— begin Text excerpt —
The Bermuda Triangle of Snuggles


Dear Laney,

Lately, your dad has taken over bedtime duty. Let me tell you how it's supposed to go:

1) 8:20p Into pajamas
2) 8:30p Bedtime story
3) 8:45p Lights off
4) 8:46p Goodnight kiss
5) 8:46:30p Dad comes downstairs and watches a TV program with Mom that doesn't involve saving a obscure animal by singing in Spanish.

But let me tell you how it actually goes:


1) 8:20p NO! DON'T LIKE 'JAMAS!
2) 8:25p "I need go potty." Dad brings you downstairs. You produce two molecules of tee tee. "I did it! Look ev'body! Need piece o' candy."
3) 8:27p Back upstairs
4) 8:30p Don't like dat story. How 'bout dis one?
5) 8:45p NO! You don't do lights. I do lights ALL BY MYSELF.
6) 8:46p Dad starts snoring.
7) 8:47p You cuddle up to Dad, and the Burbach sweat-off begins.
8) 10:00p Mom gets tired of waiting on Dad to come back down. Goes to bed without him.
9) 2:00am Dad wakes up disoriented. Wonders why his head is wedged between a stuffed cat and a musical glow worm. And why is it so HOT? Stumbles downstairs.

You know what's going to be awesome? When we toss a newborn into this mix.
— end Text excerpt —
— begin Record excerpts —
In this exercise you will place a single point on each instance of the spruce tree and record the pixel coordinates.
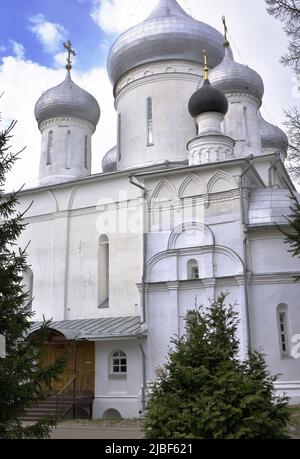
(293, 233)
(206, 392)
(23, 382)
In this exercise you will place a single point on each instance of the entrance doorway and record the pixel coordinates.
(80, 362)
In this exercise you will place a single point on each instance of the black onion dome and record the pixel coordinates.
(207, 99)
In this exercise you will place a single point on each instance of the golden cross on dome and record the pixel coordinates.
(226, 42)
(71, 52)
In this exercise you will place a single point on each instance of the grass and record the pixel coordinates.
(138, 423)
(295, 421)
(125, 423)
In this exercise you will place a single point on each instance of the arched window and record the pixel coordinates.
(119, 363)
(149, 122)
(192, 270)
(119, 136)
(86, 151)
(282, 319)
(28, 287)
(103, 272)
(49, 148)
(68, 151)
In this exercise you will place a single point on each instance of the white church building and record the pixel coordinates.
(187, 206)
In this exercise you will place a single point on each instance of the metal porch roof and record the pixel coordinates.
(93, 329)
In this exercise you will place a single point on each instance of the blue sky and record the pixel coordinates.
(32, 59)
(18, 18)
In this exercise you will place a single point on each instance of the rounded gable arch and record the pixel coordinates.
(192, 186)
(221, 181)
(164, 190)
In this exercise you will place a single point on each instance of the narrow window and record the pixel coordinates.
(245, 114)
(149, 122)
(119, 363)
(86, 144)
(192, 270)
(119, 137)
(49, 148)
(68, 151)
(103, 272)
(28, 288)
(283, 330)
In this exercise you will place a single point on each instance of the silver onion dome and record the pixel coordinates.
(272, 136)
(168, 33)
(230, 76)
(109, 161)
(65, 100)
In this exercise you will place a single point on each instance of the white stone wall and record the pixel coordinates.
(64, 227)
(170, 85)
(111, 392)
(241, 124)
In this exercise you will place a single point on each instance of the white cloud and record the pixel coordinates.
(18, 49)
(115, 16)
(50, 34)
(260, 40)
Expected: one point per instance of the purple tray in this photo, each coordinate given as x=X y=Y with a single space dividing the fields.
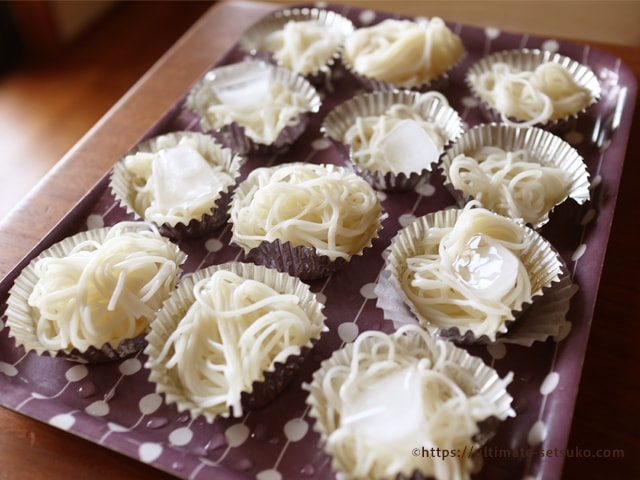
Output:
x=115 y=406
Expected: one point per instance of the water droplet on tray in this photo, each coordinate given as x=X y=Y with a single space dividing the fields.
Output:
x=87 y=389
x=157 y=422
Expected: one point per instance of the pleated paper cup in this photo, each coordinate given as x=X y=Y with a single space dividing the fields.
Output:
x=542 y=147
x=267 y=39
x=284 y=254
x=125 y=184
x=431 y=108
x=414 y=347
x=527 y=60
x=547 y=272
x=22 y=318
x=241 y=80
x=263 y=388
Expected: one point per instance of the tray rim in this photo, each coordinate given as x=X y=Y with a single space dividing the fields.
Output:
x=621 y=141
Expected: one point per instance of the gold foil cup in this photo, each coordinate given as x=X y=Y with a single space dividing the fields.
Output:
x=542 y=146
x=21 y=317
x=234 y=136
x=548 y=274
x=528 y=60
x=271 y=382
x=431 y=108
x=467 y=371
x=122 y=182
x=336 y=25
x=300 y=261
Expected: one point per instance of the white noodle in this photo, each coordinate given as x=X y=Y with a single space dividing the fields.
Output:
x=452 y=408
x=262 y=121
x=367 y=133
x=403 y=52
x=303 y=46
x=103 y=293
x=235 y=330
x=144 y=195
x=329 y=209
x=528 y=98
x=435 y=290
x=511 y=183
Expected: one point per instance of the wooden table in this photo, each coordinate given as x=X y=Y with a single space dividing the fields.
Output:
x=606 y=410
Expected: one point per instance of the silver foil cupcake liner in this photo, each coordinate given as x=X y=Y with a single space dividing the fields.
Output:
x=429 y=107
x=540 y=318
x=528 y=60
x=253 y=39
x=20 y=315
x=274 y=379
x=370 y=82
x=468 y=371
x=122 y=180
x=543 y=147
x=228 y=77
x=300 y=261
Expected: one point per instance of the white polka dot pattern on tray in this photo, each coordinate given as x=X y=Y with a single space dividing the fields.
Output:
x=114 y=405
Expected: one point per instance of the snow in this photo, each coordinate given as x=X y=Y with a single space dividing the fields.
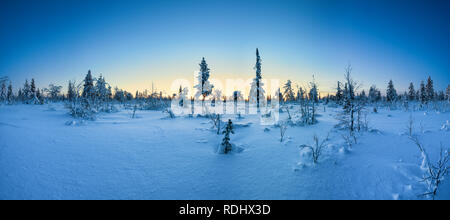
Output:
x=45 y=154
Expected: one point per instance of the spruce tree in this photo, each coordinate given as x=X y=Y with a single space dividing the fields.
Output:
x=391 y=93
x=204 y=87
x=71 y=91
x=429 y=90
x=33 y=88
x=227 y=147
x=26 y=91
x=88 y=89
x=423 y=93
x=411 y=92
x=288 y=92
x=9 y=95
x=3 y=92
x=258 y=79
x=447 y=93
x=339 y=93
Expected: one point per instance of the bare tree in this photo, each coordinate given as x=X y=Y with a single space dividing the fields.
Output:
x=410 y=126
x=317 y=147
x=435 y=172
x=283 y=128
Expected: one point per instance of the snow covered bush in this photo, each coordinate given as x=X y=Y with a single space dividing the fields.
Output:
x=317 y=148
x=446 y=126
x=283 y=128
x=216 y=120
x=434 y=172
x=226 y=146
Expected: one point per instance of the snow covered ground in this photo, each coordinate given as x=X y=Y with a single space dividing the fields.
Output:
x=45 y=156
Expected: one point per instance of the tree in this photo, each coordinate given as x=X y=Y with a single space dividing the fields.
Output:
x=339 y=93
x=33 y=88
x=429 y=90
x=288 y=91
x=313 y=91
x=3 y=91
x=53 y=91
x=71 y=91
x=447 y=93
x=411 y=92
x=350 y=106
x=88 y=88
x=391 y=93
x=227 y=146
x=363 y=97
x=10 y=95
x=256 y=88
x=204 y=87
x=422 y=93
x=26 y=91
x=237 y=96
x=102 y=94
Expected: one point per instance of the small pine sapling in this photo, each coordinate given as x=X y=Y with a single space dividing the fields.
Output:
x=227 y=147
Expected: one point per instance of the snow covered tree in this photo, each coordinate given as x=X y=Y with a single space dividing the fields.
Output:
x=88 y=88
x=422 y=93
x=20 y=95
x=33 y=88
x=204 y=87
x=313 y=91
x=183 y=97
x=351 y=106
x=339 y=93
x=226 y=145
x=26 y=91
x=429 y=90
x=363 y=97
x=71 y=91
x=374 y=94
x=411 y=92
x=447 y=93
x=102 y=94
x=119 y=95
x=10 y=95
x=391 y=93
x=237 y=96
x=256 y=90
x=3 y=91
x=54 y=91
x=288 y=91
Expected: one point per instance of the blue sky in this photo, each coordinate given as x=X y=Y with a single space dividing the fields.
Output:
x=135 y=43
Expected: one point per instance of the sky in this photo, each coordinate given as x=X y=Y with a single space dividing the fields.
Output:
x=136 y=43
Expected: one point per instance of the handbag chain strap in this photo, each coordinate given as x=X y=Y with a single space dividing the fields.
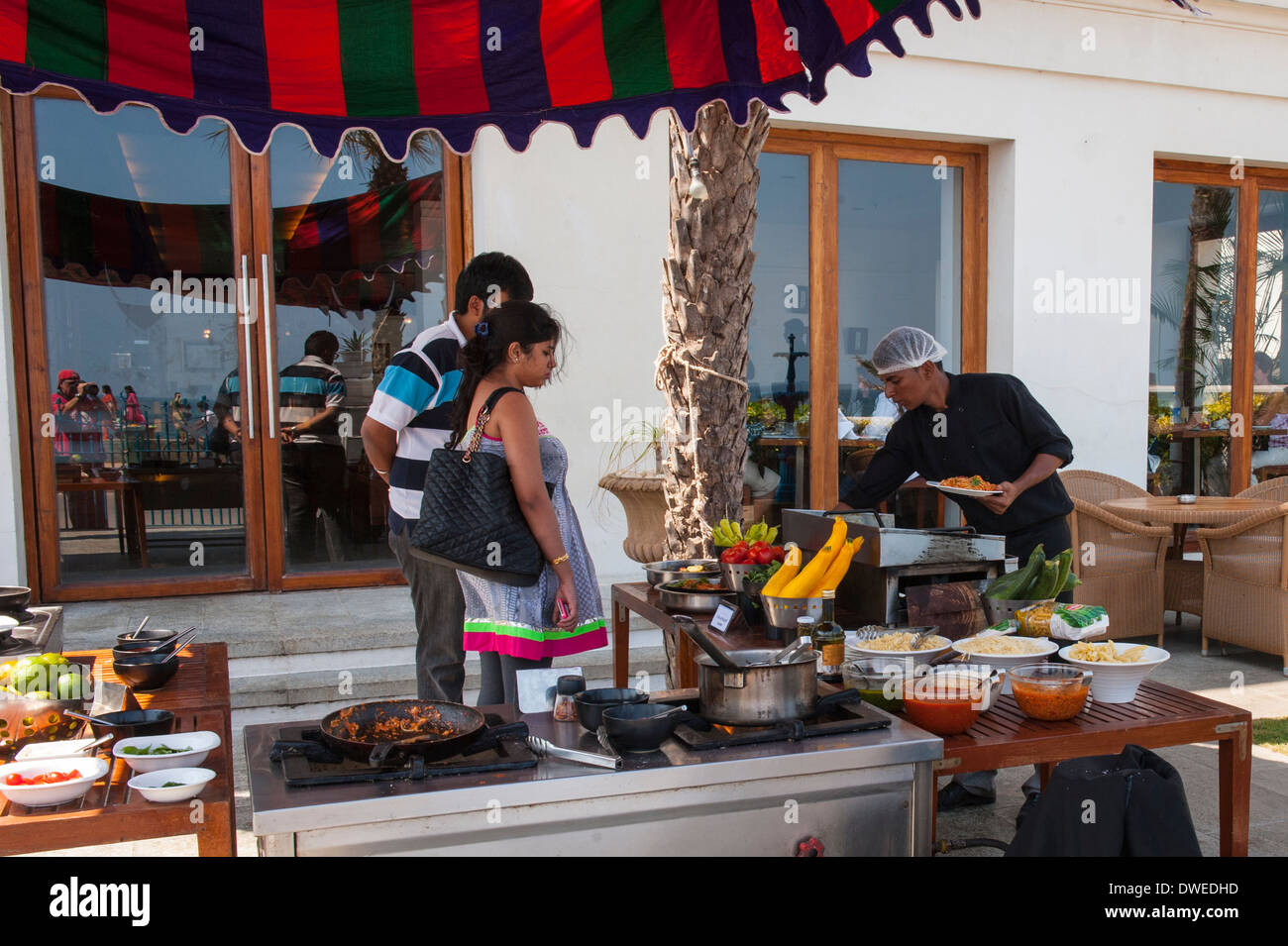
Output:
x=481 y=421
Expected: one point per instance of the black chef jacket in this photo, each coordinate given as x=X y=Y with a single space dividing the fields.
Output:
x=992 y=426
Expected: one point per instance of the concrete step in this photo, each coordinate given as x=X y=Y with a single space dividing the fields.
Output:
x=389 y=674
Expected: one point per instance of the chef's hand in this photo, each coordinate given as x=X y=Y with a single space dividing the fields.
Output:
x=568 y=594
x=1001 y=503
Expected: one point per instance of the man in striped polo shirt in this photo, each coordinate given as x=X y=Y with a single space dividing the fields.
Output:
x=309 y=394
x=410 y=417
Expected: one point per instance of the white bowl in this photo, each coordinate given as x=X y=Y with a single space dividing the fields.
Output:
x=1119 y=683
x=150 y=784
x=906 y=661
x=91 y=769
x=1005 y=661
x=198 y=744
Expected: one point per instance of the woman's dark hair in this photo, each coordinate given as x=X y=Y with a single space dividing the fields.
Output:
x=515 y=321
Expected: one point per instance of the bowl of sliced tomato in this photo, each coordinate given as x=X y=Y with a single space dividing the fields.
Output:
x=51 y=782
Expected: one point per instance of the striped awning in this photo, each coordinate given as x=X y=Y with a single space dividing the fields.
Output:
x=344 y=255
x=452 y=65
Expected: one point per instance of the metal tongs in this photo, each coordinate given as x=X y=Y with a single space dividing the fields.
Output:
x=545 y=748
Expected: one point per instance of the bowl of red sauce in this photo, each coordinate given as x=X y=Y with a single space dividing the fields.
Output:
x=945 y=703
x=1050 y=691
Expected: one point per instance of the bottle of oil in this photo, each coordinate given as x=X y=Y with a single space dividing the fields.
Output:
x=829 y=640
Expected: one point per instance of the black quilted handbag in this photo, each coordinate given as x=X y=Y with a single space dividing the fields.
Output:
x=471 y=517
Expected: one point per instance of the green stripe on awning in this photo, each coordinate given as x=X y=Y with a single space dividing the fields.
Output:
x=635 y=47
x=77 y=51
x=376 y=58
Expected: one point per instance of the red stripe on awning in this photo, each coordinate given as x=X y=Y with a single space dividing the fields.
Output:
x=147 y=46
x=13 y=30
x=447 y=58
x=301 y=44
x=776 y=59
x=694 y=47
x=853 y=17
x=572 y=47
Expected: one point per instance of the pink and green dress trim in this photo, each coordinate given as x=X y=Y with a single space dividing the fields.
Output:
x=533 y=644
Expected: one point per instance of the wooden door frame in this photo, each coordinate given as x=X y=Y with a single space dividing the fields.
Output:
x=31 y=369
x=1247 y=200
x=459 y=241
x=824 y=151
x=31 y=377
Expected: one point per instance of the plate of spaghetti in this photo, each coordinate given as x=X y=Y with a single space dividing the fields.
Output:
x=966 y=485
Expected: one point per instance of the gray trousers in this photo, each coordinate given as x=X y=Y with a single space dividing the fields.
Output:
x=436 y=593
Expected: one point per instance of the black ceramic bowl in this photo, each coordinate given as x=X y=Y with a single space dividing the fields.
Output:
x=145 y=671
x=136 y=722
x=14 y=597
x=642 y=726
x=592 y=703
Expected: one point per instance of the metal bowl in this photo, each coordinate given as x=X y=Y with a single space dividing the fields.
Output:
x=24 y=721
x=699 y=601
x=784 y=611
x=662 y=572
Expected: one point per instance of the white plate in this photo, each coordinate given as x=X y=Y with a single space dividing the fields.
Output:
x=958 y=490
x=150 y=784
x=42 y=795
x=1119 y=683
x=198 y=744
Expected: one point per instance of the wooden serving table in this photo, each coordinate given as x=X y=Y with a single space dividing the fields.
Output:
x=1158 y=717
x=110 y=813
x=644 y=601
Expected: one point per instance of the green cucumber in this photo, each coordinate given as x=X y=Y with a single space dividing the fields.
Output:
x=1009 y=584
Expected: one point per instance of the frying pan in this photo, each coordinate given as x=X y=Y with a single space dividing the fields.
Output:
x=376 y=731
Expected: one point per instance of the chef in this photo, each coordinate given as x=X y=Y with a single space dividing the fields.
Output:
x=964 y=425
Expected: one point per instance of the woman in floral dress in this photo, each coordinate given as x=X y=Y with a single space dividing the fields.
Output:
x=520 y=628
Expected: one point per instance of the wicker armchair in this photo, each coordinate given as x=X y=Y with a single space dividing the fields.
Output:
x=1245 y=583
x=1127 y=578
x=1183 y=579
x=1096 y=486
x=1270 y=490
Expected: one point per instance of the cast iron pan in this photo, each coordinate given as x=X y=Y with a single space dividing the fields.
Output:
x=376 y=731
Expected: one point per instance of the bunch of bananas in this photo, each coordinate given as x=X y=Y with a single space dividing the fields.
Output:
x=729 y=533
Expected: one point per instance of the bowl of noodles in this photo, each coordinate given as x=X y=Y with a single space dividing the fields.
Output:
x=1117 y=668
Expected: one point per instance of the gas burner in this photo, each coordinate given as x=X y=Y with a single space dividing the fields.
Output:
x=305 y=760
x=838 y=713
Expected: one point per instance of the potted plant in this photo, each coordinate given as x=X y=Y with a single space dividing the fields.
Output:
x=355 y=352
x=639 y=489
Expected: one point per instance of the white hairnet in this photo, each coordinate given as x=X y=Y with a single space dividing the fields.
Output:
x=907 y=347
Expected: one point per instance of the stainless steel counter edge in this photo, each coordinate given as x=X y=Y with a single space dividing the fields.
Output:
x=561 y=783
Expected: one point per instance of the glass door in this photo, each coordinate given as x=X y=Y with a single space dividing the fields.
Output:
x=145 y=451
x=352 y=265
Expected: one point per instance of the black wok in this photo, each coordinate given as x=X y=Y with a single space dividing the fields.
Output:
x=378 y=731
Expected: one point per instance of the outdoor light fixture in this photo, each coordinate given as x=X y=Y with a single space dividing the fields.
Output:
x=697 y=187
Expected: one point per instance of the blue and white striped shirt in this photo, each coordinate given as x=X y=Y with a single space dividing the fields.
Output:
x=415 y=399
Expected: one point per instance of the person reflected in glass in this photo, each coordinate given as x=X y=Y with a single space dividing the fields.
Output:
x=313 y=460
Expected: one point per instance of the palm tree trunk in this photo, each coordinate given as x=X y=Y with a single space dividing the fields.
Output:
x=706 y=308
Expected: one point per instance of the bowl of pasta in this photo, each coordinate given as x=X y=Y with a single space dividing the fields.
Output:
x=1005 y=652
x=1117 y=668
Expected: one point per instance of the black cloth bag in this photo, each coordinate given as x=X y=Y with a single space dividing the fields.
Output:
x=1129 y=804
x=471 y=517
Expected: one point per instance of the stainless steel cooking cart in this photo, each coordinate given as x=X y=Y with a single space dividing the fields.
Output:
x=862 y=793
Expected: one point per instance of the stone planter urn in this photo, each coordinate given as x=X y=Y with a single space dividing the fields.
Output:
x=645 y=514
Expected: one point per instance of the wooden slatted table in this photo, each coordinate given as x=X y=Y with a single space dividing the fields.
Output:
x=198 y=696
x=1158 y=717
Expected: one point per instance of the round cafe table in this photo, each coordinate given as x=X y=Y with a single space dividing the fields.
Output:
x=1164 y=510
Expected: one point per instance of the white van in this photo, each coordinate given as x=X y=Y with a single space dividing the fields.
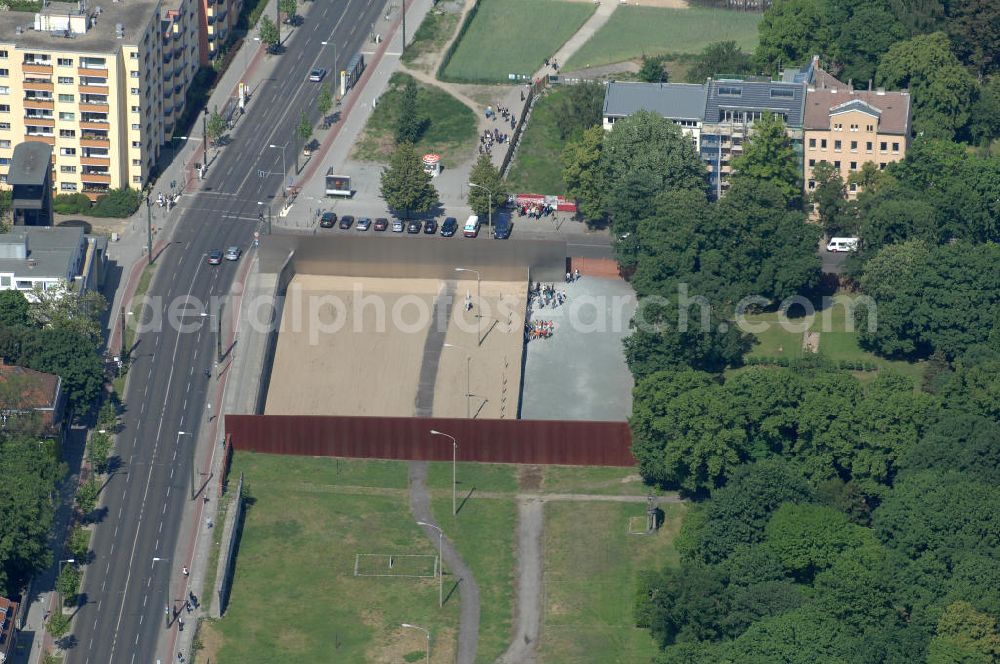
— end Record excerpts —
- [What this exercise asks]:
**a)** Rewrite more briefly the paragraph in the bedtime letter that begins "Lately, your dad has taken over bedtime duty," together with the five-step planned schedule under it, keeping the times and main facts.
**b)** Set down the bedtime letter word for word from "But let me tell" to "bed without him.".

- [Exercise responses]:
**a)** Dad now handles bedtime, and the plan is simple: pajamas at 8:20 p.m., a story at 8:30, lights off at 8:45 and a goodnight kiss at 8:46. By 8:46:30 Dad should be downstairs watching a TV program with Mom, one that doesn't involve saving an obscure animal by singing in Spanish.

**b)**
But let me tell you how it actually goes:


1) 8:20p NO! DON'T LIKE 'JAMAS!
2) 8:25p "I need go potty." Dad brings you downstairs. You produce two molecules of tee tee. "I did it! Look ev'body! Need piece o' candy."
3) 8:27p Back upstairs
4) 8:30p Don't like dat story. How 'bout dis one?
5) 8:45p NO! You don't do lights. I do lights ALL BY MYSELF.
6) 8:46p Dad starts snoring.
7) 8:47p You cuddle up to Dad, and the Burbach sweat-off begins.
8) 10:00p Mom gets tired of waiting on Dad to come back down. Goes to bed without him.